Task description →
Repeat the records below exactly as they appear.

Dataset extract →
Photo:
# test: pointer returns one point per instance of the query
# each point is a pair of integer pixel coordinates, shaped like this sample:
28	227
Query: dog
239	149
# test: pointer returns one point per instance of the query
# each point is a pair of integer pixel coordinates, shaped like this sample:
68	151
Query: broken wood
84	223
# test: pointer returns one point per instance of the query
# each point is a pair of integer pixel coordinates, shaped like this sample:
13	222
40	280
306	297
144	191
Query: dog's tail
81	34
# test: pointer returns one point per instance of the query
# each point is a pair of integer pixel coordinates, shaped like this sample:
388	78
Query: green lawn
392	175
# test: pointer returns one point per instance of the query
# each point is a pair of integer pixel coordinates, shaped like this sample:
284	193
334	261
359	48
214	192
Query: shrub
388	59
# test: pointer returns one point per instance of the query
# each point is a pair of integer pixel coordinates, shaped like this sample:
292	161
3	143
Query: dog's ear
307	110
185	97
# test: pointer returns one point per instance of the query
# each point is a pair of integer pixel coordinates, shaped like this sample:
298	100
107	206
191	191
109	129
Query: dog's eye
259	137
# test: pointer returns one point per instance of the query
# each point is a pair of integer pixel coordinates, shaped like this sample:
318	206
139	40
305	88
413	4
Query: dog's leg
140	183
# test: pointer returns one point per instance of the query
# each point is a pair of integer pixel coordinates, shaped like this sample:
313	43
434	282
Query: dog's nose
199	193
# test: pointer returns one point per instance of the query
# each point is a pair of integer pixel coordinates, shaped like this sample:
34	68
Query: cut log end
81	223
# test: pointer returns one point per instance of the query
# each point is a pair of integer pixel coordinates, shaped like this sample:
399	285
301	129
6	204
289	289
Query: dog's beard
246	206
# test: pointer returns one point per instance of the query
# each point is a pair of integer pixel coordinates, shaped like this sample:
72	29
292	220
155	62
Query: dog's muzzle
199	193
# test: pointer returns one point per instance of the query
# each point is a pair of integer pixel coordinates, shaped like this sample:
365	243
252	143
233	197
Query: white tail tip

Task solution →
Photo:
# test: pointer returns one point per instance of the query
# each point is a pair of integer pixel coordinates, shaped like this sample:
28	227
Query: dog
239	149
# test: pointer returns one point per instance of the query
# each point is a pair of integer pixel coordinates, shaped like this sample:
68	151
Query: broken wood
84	223
# test: pointer returns one point per instance of the query
# each point is a pair of integer pixel coordinates, shaped like this sample:
13	222
40	280
306	297
144	191
Query: dog's tail
81	34
# test: pointer returns one point per instance of the query
# each point is a pair of integer pixel coordinates, shaped like this sample:
388	78
Query: green lawn
392	175
# test: pointer returns one point per instance of the query
# each point is a pair of integer pixel coordinates, shaped like this sample:
284	193
334	261
359	48
214	192
Query: shrub
388	59
# test: pointer returns one point per instance of the query
# each point is a pair of integer pixel coordinates, shaped like this sample:
292	161
3	143
Query: dog's ear
307	110
185	97
# test: pointer returns one point per instance of the query
# each point is a pair of integer pixel coordinates, shaped like this sample:
298	100
107	206
191	191
109	129
Query: dog's eye
259	137
# test: pointer returns one point per instance of the query
# each point is a pair of integer pixel coordinates, shaped like this sample:
318	206
139	40
305	88
413	4
Query: dog's leg
140	183
# test: pointer returns one point per instance of the query
# each point is a pair of integer pixel coordinates, shaped like this sample:
313	43
434	282
Query: dog's nose
199	193
# test: pointer returns one point per instance of the query
# each point is a pair of integer pixel coordinates, shaped like this sample:
34	68
Query: cut log end
81	223
# test: pointer returns one point per instance of the query
# each point is a pair of integer pixel coordinates, shaped like this sample:
399	285
301	129
6	204
289	289
Query: dog's beard
246	206
# test: pointer returns one point per instance of the query
# each point is a pair of integer pixel coordinates, shaped like this sample:
72	29
292	220
155	62
Query: dog's muzzle
199	193
# test: pointer returns one point per instance of the query
# each point is a pair of integer pixel coordinates, shaped like this sample:
365	243
252	143
233	197
Query: white tail tip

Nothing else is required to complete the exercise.